## Explore the material
A) Return the stretch of the risk-model passage from "GARCH | 99%" through "a higher accuracy.", copying it word for word.
B) For each of the statements (i), (ii) and (iii), state whether it agrees with the risk-model passage, answering yes or no and quoting the words of the passage that decide it. (i) The passage says that in general the QR-GARCH-EVT model performs better than the other models. (ii) The passage gives the theoretical level of failures under the 99% confidence level as 30. (iii) The passage says that, in theory, fewer failures mean a less accurate model.

## Source extract
Where, p is probability level, n is the number of tested samples and m is time numbers of failures. In theory, under given confidence level, the less the failure is, the higher the accuracy of the model is, the better the effect is. At the same time, for comparison, this paper calculated the results of Kupiec test of GARCH model, GARCH-EVT model as well as QR-GRACH model, for specific result please see Table 4.

Quantile Risk Value and Test Under Different Conditions

Model | Confidence Level | Failed Days | Failure Rate | LR |
---|---|---|---|---|

GARCH | 95% | 155 | 5.60% | 2.034 |

GARCH-EVT | 95% | 136 | 4.92% | 0.042 |

QR-GRACH | 95% | 149 | 5.38% | 0.843 |

QR-GARCH-EVT | 95% | 132 | 4.77% | 0.311 |

GARCH | 99% | 32 | 1.16% | 0.390 |

GARCH-EVT | 99% | 30 | 1.08% | 0.977 |

QR-GRACH | 99% | 35 | 1.26% | 0.017 |

QR-GARCH-EVT | 99% | 31 | 1.12% | 1.262 |

From Table 4, through comparison of the model, it found that under 95% confidence level, the VaR estimated only by GARCH type model is different slightly, with the risk of underestimation, while combination of GARCH type and EVT has an apparently good effect. But compared with QR-GARCH-EVT model, in terms of failure rate, the latter has a higher accuracy.

Under 99% confidence level, the number of failures of every model is apparently greater than the theoretical level of 28. Underestimating ample risk to some extent, the model has an apparent inadaptability, with the low effectiveness of risk prediction. In terms of model comparison, QR-GARCH-EVT model still performs better than other models.

So, under 95% confidence level, the QR-GARCH-EVT model constructed in this paper has higher model accuracy, stronger effectiveness, but under 99% confidence level, the model has inadaptability. In general, QR-GARCH-EVT model performs better than other models.

## Supplied records
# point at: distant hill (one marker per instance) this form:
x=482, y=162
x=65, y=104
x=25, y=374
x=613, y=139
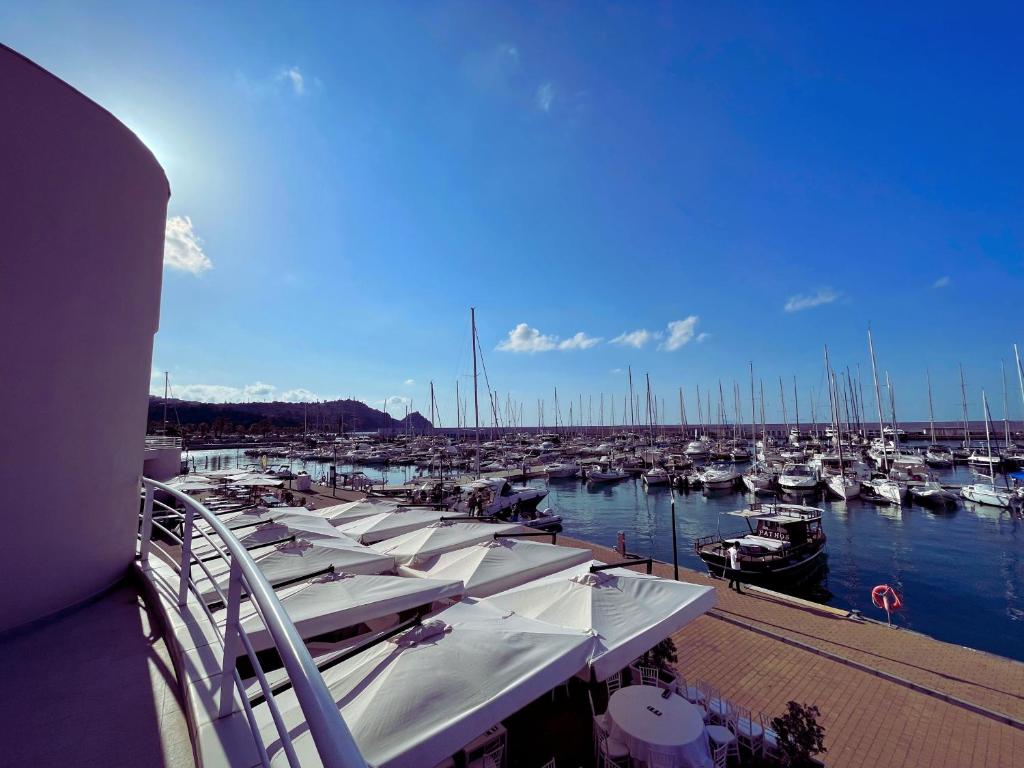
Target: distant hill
x=218, y=418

## Exercise solutions
A)
GARCH | 99% | 32 | 1.16% | 0.390 |

GARCH-EVT | 99% | 30 | 1.08% | 0.977 |

QR-GRACH | 99% | 35 | 1.26% | 0.017 |

QR-GARCH-EVT | 99% | 31 | 1.12% | 1.262 |

From Table 4, through comparison of the model, it found that under 95% confidence level, the VaR estimated only by GARCH type model is different slightly, with the risk of underestimation, while combination of GARCH type and EVT has an apparently good effect. But compared with QR-GARCH-EVT model, in terms of failure rate, the latter has a higher accuracy.

B)
(i) Yes: "In general, QR-GARCH-EVT model performs better than other models."
(ii) No: "greater than the theoretical level of 28."
(iii) No: "the less the failure is, the higher the accuracy of the model is."